== Record extracts ==
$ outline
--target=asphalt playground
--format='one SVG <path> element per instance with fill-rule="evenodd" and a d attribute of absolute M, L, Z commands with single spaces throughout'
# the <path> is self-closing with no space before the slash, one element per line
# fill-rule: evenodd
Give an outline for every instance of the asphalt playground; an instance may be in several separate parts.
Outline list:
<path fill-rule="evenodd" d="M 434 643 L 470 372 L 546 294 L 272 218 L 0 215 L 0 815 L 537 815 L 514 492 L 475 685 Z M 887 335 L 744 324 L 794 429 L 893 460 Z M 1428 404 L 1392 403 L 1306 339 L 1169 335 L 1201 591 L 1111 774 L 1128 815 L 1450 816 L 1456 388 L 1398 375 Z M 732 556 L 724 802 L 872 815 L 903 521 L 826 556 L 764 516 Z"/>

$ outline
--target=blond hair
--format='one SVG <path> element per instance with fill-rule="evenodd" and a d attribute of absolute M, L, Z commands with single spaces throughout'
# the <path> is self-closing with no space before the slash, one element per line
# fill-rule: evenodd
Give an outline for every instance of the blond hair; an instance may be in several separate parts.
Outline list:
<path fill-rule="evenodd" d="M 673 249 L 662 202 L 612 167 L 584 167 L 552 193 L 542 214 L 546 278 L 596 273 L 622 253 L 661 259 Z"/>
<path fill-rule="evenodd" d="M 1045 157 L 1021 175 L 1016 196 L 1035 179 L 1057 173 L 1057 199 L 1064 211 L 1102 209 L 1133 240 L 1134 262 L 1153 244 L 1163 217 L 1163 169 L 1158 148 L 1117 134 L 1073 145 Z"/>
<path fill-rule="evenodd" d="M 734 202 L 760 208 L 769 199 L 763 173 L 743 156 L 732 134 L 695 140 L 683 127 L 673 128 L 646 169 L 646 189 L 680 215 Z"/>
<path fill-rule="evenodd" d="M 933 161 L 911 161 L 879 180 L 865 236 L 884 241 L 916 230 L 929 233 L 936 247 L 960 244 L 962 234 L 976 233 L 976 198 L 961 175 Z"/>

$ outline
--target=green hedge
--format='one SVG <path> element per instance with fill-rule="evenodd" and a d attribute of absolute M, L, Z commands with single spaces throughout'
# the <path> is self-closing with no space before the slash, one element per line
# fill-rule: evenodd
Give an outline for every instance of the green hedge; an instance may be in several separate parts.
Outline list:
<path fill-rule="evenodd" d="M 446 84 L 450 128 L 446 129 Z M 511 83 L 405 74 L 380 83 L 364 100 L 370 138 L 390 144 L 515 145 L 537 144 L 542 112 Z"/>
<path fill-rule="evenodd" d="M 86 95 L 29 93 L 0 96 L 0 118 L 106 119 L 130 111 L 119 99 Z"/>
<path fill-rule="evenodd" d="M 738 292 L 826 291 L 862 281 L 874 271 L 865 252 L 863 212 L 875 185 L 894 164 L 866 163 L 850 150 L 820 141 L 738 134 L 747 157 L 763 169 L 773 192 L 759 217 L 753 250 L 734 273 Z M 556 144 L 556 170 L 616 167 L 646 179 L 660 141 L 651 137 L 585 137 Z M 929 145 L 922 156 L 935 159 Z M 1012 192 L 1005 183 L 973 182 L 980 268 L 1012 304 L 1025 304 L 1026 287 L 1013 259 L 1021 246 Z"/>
===
Copy all three entries above character for character, keeping every line in its original order.

Result for this task:
$ outline
--target=asphalt playground
--format='one SVG <path> element per instance with fill-rule="evenodd" and a d attribute of absolute M, L, Z commands with single spaces throughout'
# the <path> is self-closing with no space before the slash, one element per line
# fill-rule: evenodd
Give an outline for every instance of the asphalt playground; an instance may be in several separate parts.
Outline list:
<path fill-rule="evenodd" d="M 434 643 L 470 372 L 546 294 L 272 218 L 0 215 L 0 815 L 537 815 L 514 492 L 475 685 Z M 887 335 L 744 324 L 794 429 L 893 460 Z M 1428 404 L 1392 403 L 1306 339 L 1169 335 L 1201 591 L 1111 774 L 1128 815 L 1450 816 L 1456 388 L 1398 375 Z M 732 556 L 724 802 L 872 815 L 903 521 L 826 556 L 764 516 Z"/>

$ outline
--target=blond hair
--format='one SVG <path> element per instance with fill-rule="evenodd" and a d attribute of absolute M, L, Z commands with single spaces throughout'
# the <path> is self-closing with no space before the slash, one element per line
# fill-rule: evenodd
Give an outline for every instance of the blond hair; an instance may be in several separate parts.
Outline list:
<path fill-rule="evenodd" d="M 673 249 L 662 202 L 612 167 L 584 167 L 552 193 L 542 214 L 546 278 L 596 273 L 622 253 L 661 259 Z"/>
<path fill-rule="evenodd" d="M 1045 157 L 1021 175 L 1016 196 L 1035 179 L 1057 173 L 1057 199 L 1064 211 L 1102 209 L 1133 240 L 1134 262 L 1153 244 L 1163 217 L 1163 169 L 1158 148 L 1117 134 L 1073 145 Z"/>
<path fill-rule="evenodd" d="M 734 202 L 760 208 L 769 199 L 763 173 L 743 156 L 732 134 L 695 140 L 683 127 L 673 128 L 646 169 L 646 189 L 680 215 Z"/>
<path fill-rule="evenodd" d="M 933 161 L 911 161 L 879 180 L 865 236 L 884 241 L 916 230 L 929 233 L 936 247 L 960 244 L 962 234 L 976 233 L 976 198 L 961 175 Z"/>

$ outline
--target=green hedge
--format='one SVG <path> element per instance with fill-rule="evenodd" and a d attribute of absolute M, L, Z commands with single spaces throughout'
# the <path> is self-closing with no space before the slash, one element per line
# fill-rule: evenodd
Give an outline for every instance of the green hedge; an instance may be in several separate parts.
Outline list:
<path fill-rule="evenodd" d="M 446 84 L 450 128 L 446 129 Z M 511 83 L 405 74 L 380 83 L 364 100 L 370 138 L 390 144 L 515 145 L 537 144 L 542 112 Z"/>
<path fill-rule="evenodd" d="M 86 95 L 29 93 L 0 96 L 0 118 L 106 119 L 130 111 L 119 99 Z"/>
<path fill-rule="evenodd" d="M 738 292 L 826 291 L 862 281 L 874 271 L 865 252 L 863 212 L 875 185 L 894 164 L 866 163 L 850 150 L 820 141 L 738 134 L 747 157 L 763 169 L 773 192 L 759 217 L 753 250 L 734 273 Z M 556 144 L 556 170 L 616 167 L 646 179 L 660 141 L 651 137 L 585 137 Z M 929 145 L 922 156 L 935 159 Z M 1012 192 L 1005 183 L 973 182 L 980 268 L 1012 304 L 1025 304 L 1026 287 L 1013 259 L 1021 246 Z"/>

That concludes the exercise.